Tuve que llegar como estudiante a México hace justo 50 años para comenzar a descubrir la identidad racial y cultural que me habían negado la educación primaria, la secundaria, el seminario Santo Tomás de Aquino y un año de universitaria.
Aunque había nacido y vivido en bateyes del Ingenio Consuelo, en San Pedro de Macorís y San Cristóbal, de las poblaciones más multirraciales, ignoré demasiado tiempo mis componentes genéticos, atrapado entre prejuicios y complejos raciales, que me habían convencido de que yo era un negrito feo de cabello malo, que había tomado excesivos ingredientes de mi abuela paterna negra y muy pocos de mi abuelo materno español.
Aquella mañana de febrero de 1966 cuando acudí a la secretaría de Gobernación de México para regularizar mi estatus de estudiante fui a dar con un funcionario que parecía estarme esperando para, tras abrir mi pasaporte y ver mi condición de “indio”, preguntarme a qué tribu pertenecía. Ahí comencé a darme cuenta de los esfuerzos dominicanos por negar nuestra condición racial, parapetándonos tras un indigenismo que en el país había desaparecido cuatro siglos atrás. Jamás permitiría que me pusieran tal condición en el pasaporte o la cédula, aunque hube de pelear para que me inscribieran como mulato.
Poco después descubriría que no tenía el pelo malo ni feo, cuando una compañera de aula, me ruborizó delante de un grupo al preguntarme si podía tocarlo. Me acabó de desconcertar cuando con toda espontaneidad e inocencia me dijo: “es que es muy bonito tu pelo”. Esa tarde supe que no había pelos malos ni buenos, feos o bonitos, sino diversos.
Pasaron diez años para que en 1976, cuando asistía a la IV Conferencia Mundial de las Naciones Unidas sobre Comercio y Desarrollo, en Nairobi, la capital de Kenya, en un mercado público, me diera cuenta cuánto tenía de africano. Fue como si hubiese llegado al mercado de Villa Consuelo, las mismas frutas, los mismos víveres, iguales ritmos musicales, bullicio, suciedad y desorden.

[Registros de una fuente de datos]
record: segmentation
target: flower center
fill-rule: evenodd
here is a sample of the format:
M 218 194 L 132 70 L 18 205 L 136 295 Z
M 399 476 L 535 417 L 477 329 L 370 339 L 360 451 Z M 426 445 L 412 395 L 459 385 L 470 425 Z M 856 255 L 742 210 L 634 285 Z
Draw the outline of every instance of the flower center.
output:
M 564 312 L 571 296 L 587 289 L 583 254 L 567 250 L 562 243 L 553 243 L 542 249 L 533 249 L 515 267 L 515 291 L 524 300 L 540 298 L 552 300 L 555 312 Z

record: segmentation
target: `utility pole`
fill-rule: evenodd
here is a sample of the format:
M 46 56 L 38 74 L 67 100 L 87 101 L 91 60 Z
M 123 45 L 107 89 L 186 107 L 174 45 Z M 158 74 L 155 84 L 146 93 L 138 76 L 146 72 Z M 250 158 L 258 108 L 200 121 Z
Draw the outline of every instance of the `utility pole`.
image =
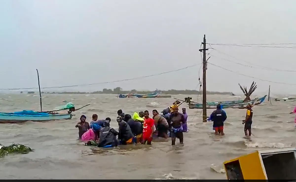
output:
M 268 98 L 267 99 L 267 101 L 269 101 L 269 94 L 270 93 L 270 86 L 269 86 L 269 89 L 268 89 Z
M 206 49 L 207 45 L 205 40 L 205 35 L 204 36 L 203 42 L 202 44 L 203 44 L 204 48 L 202 49 L 200 49 L 199 51 L 203 53 L 203 59 L 202 61 L 202 122 L 207 122 L 207 87 L 206 84 L 206 75 L 207 68 L 207 58 L 206 57 L 206 51 L 209 49 Z

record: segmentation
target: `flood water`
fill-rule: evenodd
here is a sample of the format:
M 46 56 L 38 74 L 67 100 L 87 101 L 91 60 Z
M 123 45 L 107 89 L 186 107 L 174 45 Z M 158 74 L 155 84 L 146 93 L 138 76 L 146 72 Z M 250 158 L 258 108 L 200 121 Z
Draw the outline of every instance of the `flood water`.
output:
M 37 94 L 36 94 L 37 95 Z M 256 150 L 295 147 L 295 115 L 281 114 L 292 110 L 296 102 L 272 101 L 255 106 L 252 124 L 254 136 L 243 138 L 241 120 L 245 109 L 225 109 L 227 115 L 224 136 L 215 136 L 213 123 L 203 123 L 202 110 L 189 109 L 189 131 L 184 134 L 184 146 L 171 146 L 168 141 L 152 142 L 152 146 L 137 144 L 114 149 L 85 146 L 77 140 L 75 125 L 80 115 L 91 120 L 93 114 L 99 119 L 110 117 L 111 126 L 118 130 L 118 110 L 126 114 L 156 109 L 160 112 L 171 105 L 171 98 L 118 99 L 114 95 L 44 94 L 44 110 L 73 103 L 78 108 L 71 120 L 43 123 L 0 124 L 0 143 L 19 143 L 35 150 L 27 154 L 10 155 L 0 158 L 0 178 L 8 179 L 224 179 L 223 162 Z M 183 99 L 188 96 L 173 97 Z M 197 101 L 197 96 L 191 96 Z M 0 95 L 3 112 L 40 109 L 39 97 L 27 94 Z M 210 95 L 209 101 L 231 100 L 225 95 Z M 199 98 L 200 102 L 200 99 Z M 179 108 L 180 111 L 181 108 Z M 213 109 L 208 109 L 209 115 Z

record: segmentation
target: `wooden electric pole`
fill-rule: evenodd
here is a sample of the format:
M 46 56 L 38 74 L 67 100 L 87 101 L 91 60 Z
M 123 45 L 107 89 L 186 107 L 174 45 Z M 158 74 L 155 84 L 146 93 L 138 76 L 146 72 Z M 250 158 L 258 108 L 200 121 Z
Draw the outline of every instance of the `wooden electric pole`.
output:
M 205 40 L 205 35 L 204 36 L 203 49 L 200 49 L 199 51 L 203 53 L 203 59 L 202 61 L 202 122 L 207 122 L 207 87 L 206 75 L 207 70 L 207 58 L 206 57 L 206 51 L 209 50 L 206 49 L 207 45 Z
M 268 89 L 268 98 L 267 99 L 267 101 L 269 101 L 269 94 L 270 93 L 270 86 L 269 86 L 269 89 Z

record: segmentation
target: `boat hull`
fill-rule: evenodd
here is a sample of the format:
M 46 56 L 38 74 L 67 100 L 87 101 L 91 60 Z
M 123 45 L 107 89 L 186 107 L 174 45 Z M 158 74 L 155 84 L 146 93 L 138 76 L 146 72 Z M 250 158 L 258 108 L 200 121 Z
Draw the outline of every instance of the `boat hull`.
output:
M 0 113 L 0 123 L 22 123 L 28 121 L 42 122 L 51 120 L 71 119 L 73 115 L 70 114 L 48 115 L 22 115 Z
M 235 103 L 233 104 L 220 104 L 223 109 L 227 108 L 245 109 L 247 106 L 249 104 L 252 105 L 257 105 L 262 103 L 265 99 L 266 96 L 258 98 L 255 100 L 251 101 L 249 102 L 241 103 Z M 216 109 L 218 103 L 216 104 L 207 104 L 206 107 L 207 109 Z M 189 109 L 202 109 L 202 104 L 199 103 L 191 103 L 188 104 Z
M 256 100 L 256 99 L 258 100 L 261 100 L 261 99 L 263 99 L 263 101 L 264 99 L 265 99 L 265 98 L 266 97 L 266 96 L 267 96 L 266 95 L 264 96 L 263 97 L 261 97 L 258 98 L 256 97 L 255 99 L 251 100 L 250 101 L 253 101 Z M 263 99 L 264 98 L 264 99 Z M 207 104 L 209 105 L 216 105 L 218 104 L 240 104 L 241 103 L 243 103 L 244 101 L 243 100 L 237 100 L 237 101 L 215 101 L 213 102 L 207 102 Z
M 141 95 L 140 94 L 131 94 L 129 95 L 120 94 L 119 98 L 156 98 L 158 96 L 159 93 L 152 93 L 149 94 Z

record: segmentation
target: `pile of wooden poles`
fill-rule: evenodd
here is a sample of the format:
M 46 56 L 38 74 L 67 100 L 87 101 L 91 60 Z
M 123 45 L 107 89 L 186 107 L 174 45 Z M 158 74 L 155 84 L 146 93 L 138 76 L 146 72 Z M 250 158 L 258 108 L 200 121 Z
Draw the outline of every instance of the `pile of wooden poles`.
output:
M 239 83 L 239 87 L 240 87 L 242 91 L 244 93 L 244 95 L 246 96 L 246 98 L 244 99 L 244 102 L 247 102 L 248 101 L 250 100 L 251 100 L 251 99 L 250 98 L 250 96 L 251 96 L 251 94 L 254 92 L 256 88 L 257 88 L 257 85 L 256 85 L 256 83 L 253 81 L 253 83 L 252 83 L 252 85 L 251 85 L 251 86 L 250 87 L 250 88 L 249 89 L 249 91 L 247 90 L 247 87 L 244 87 L 243 88 L 241 86 L 241 85 Z

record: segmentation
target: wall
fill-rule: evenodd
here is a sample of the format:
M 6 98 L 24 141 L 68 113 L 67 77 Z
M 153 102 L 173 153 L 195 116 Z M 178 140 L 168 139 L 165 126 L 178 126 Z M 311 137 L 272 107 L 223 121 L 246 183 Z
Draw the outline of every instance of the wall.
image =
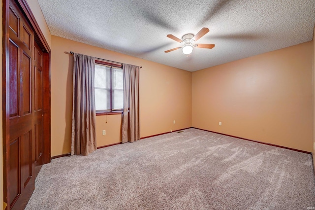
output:
M 48 29 L 48 26 L 46 22 L 44 15 L 41 11 L 41 9 L 39 6 L 39 4 L 37 0 L 27 0 L 28 4 L 30 6 L 30 8 L 32 12 L 36 19 L 36 21 L 40 28 L 46 41 L 47 42 L 49 47 L 51 49 L 51 34 Z
M 192 72 L 192 126 L 313 151 L 312 44 Z
M 70 51 L 143 67 L 139 81 L 141 137 L 191 127 L 191 72 L 53 35 L 52 46 L 52 156 L 71 151 Z M 121 115 L 96 116 L 97 146 L 121 141 Z M 106 131 L 106 135 L 102 135 L 102 130 Z
M 2 8 L 2 7 L 1 7 Z M 2 9 L 0 11 L 0 17 L 2 17 Z M 2 35 L 2 27 L 0 27 L 0 34 Z M 2 52 L 2 35 L 1 38 L 1 42 L 0 42 L 0 49 Z M 2 53 L 0 55 L 0 66 L 2 69 Z M 2 87 L 2 73 L 0 73 L 0 87 Z M 3 143 L 3 139 L 2 138 L 2 88 L 0 88 L 0 98 L 1 99 L 0 103 L 0 210 L 3 209 L 2 204 L 3 203 L 3 155 L 2 145 Z

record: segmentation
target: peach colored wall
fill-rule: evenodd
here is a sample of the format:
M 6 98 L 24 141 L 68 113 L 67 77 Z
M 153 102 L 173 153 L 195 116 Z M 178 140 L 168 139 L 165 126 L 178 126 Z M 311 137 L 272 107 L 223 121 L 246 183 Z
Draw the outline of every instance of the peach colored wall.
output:
M 70 51 L 143 67 L 139 81 L 141 137 L 191 127 L 191 72 L 53 35 L 52 156 L 71 151 L 73 56 L 68 54 Z M 98 146 L 121 141 L 121 115 L 107 115 L 107 123 L 106 117 L 96 116 Z M 102 136 L 102 130 L 106 131 L 106 135 Z
M 44 15 L 41 11 L 40 6 L 39 6 L 38 1 L 37 0 L 27 0 L 27 1 L 33 15 L 34 15 L 34 17 L 35 17 L 35 19 L 36 19 L 38 26 L 39 26 L 40 30 L 48 43 L 48 45 L 49 45 L 49 47 L 51 49 L 51 34 L 46 20 L 44 18 Z
M 192 126 L 312 152 L 312 55 L 310 41 L 192 72 Z

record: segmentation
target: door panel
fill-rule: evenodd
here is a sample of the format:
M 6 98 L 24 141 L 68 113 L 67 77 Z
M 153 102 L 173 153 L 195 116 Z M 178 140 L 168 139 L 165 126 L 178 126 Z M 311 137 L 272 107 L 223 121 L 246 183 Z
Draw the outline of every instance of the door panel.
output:
M 22 78 L 20 81 L 21 91 L 23 95 L 23 105 L 21 105 L 23 108 L 23 115 L 25 115 L 31 113 L 31 103 L 32 102 L 31 93 L 31 71 L 32 70 L 32 58 L 27 55 L 25 52 L 23 52 L 21 62 L 20 74 Z
M 22 210 L 51 160 L 50 49 L 27 1 L 2 2 L 3 198 Z
M 9 27 L 17 35 L 19 33 L 19 19 L 13 10 L 9 9 Z
M 21 145 L 21 182 L 24 188 L 32 175 L 32 131 L 24 134 Z
M 34 187 L 34 35 L 14 1 L 10 2 L 9 49 L 10 209 L 23 209 Z M 11 20 L 10 20 L 10 18 Z
M 35 42 L 34 47 L 34 119 L 35 124 L 35 177 L 43 165 L 43 52 Z
M 10 117 L 19 115 L 19 49 L 11 40 L 9 48 L 10 52 Z
M 10 180 L 10 197 L 11 205 L 14 204 L 17 199 L 19 195 L 21 193 L 20 190 L 20 172 L 19 163 L 20 159 L 18 155 L 15 154 L 19 154 L 20 150 L 20 138 L 13 140 L 10 143 L 10 173 L 9 175 Z

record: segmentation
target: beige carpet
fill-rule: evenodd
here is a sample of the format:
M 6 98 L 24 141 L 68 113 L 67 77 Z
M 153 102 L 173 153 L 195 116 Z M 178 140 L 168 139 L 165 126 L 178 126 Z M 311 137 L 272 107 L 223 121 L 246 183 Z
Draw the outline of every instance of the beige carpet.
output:
M 311 155 L 190 128 L 43 166 L 27 210 L 307 210 Z

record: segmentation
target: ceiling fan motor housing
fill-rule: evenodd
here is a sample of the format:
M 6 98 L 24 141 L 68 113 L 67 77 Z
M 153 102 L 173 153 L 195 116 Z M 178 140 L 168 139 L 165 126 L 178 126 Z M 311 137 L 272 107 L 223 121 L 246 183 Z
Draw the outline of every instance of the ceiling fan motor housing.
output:
M 185 43 L 190 42 L 190 40 L 191 40 L 192 37 L 193 37 L 193 36 L 194 36 L 194 35 L 192 34 L 187 34 L 187 35 L 185 35 L 183 36 L 183 37 L 182 37 L 182 40 Z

* [Partes del ejercicio]
[A] Según el texto sobre la identidad racial, ¿en qué ciudad estaba el autor cuando se dio cuenta de cuánto tenía de africano?
[B] Continúa el texto sobre la identidad racial a partir de su última oración.

* [Respuestas del ejercicio]
[A] En Nairobi, la capital de Kenya.

[B]
A estas alturas de la vida entristece comprobar que a la mayoría de los dominicanos se les sigue escondiendo o negando sus componentes africanos, que creen que nuestra negritud es culpa de la inmigración haitiana, que “somos el pueblo más hispánico del continente”, donde predominan los indios, indios claros, indios oscuros, indios canelos, que lo hemos asumido tan profundamente que es una ofensa llamarnos negros, por lo que hasta Peña Gómez era “moreno”, y pocos aceptan que les llamen mulatos.
Lo más penoso es comprobar cómo la mayoría de los negros y mulatos se han introvertido como feos, inferiores, por lo que nuestras mujeres, hasta las más pobres, tienen que invertir alta proporción de sus ingresos en salones de belleza, que Sammy Sosa se ha pretendido pintar de blanco, después de haber alcanzado fama universal como atleta negro, y que todavía a nuestros niños y niñas se les predica la necesidad de “mejorar la raza”.
Por todo eso y mucho más ha resultado lacerante -no es una broma de redes sociales- que toda una ministra de Educación Superior haya espetado a una jovencita que no podía darle una beca porque no se planchaba el pelo. Y tras el escándalo consiguiente, la funcionaria se extrañó de que “eso despertara tanta algarabía”. ¡Pobre doña Ligia Amada Melo!, un ser humano bueno, mulata confundida, víctima y victimaria del prejuicio racial.
Lo peor es que la mayoría de los dominicanos consideran tabú, de mal gusto, toda referencia a sus orígenes raciales y culturales. Por eso se ha ignorado el estudio recién revelado por la Academia Dominicana de la Historia, según el cual el 49 por ciento del ADN de la población dominicana es de origen africano, con un 39 por ciento de europeo y un residual 4 por ciento indígena.
Para que nos desarrollemos como pueblo, tenemos que hacer una catarsis étnica cultural, aceptarnos como somos, y desterrar de nuestra educación los complejos raciales que castran energías y generan subordinación.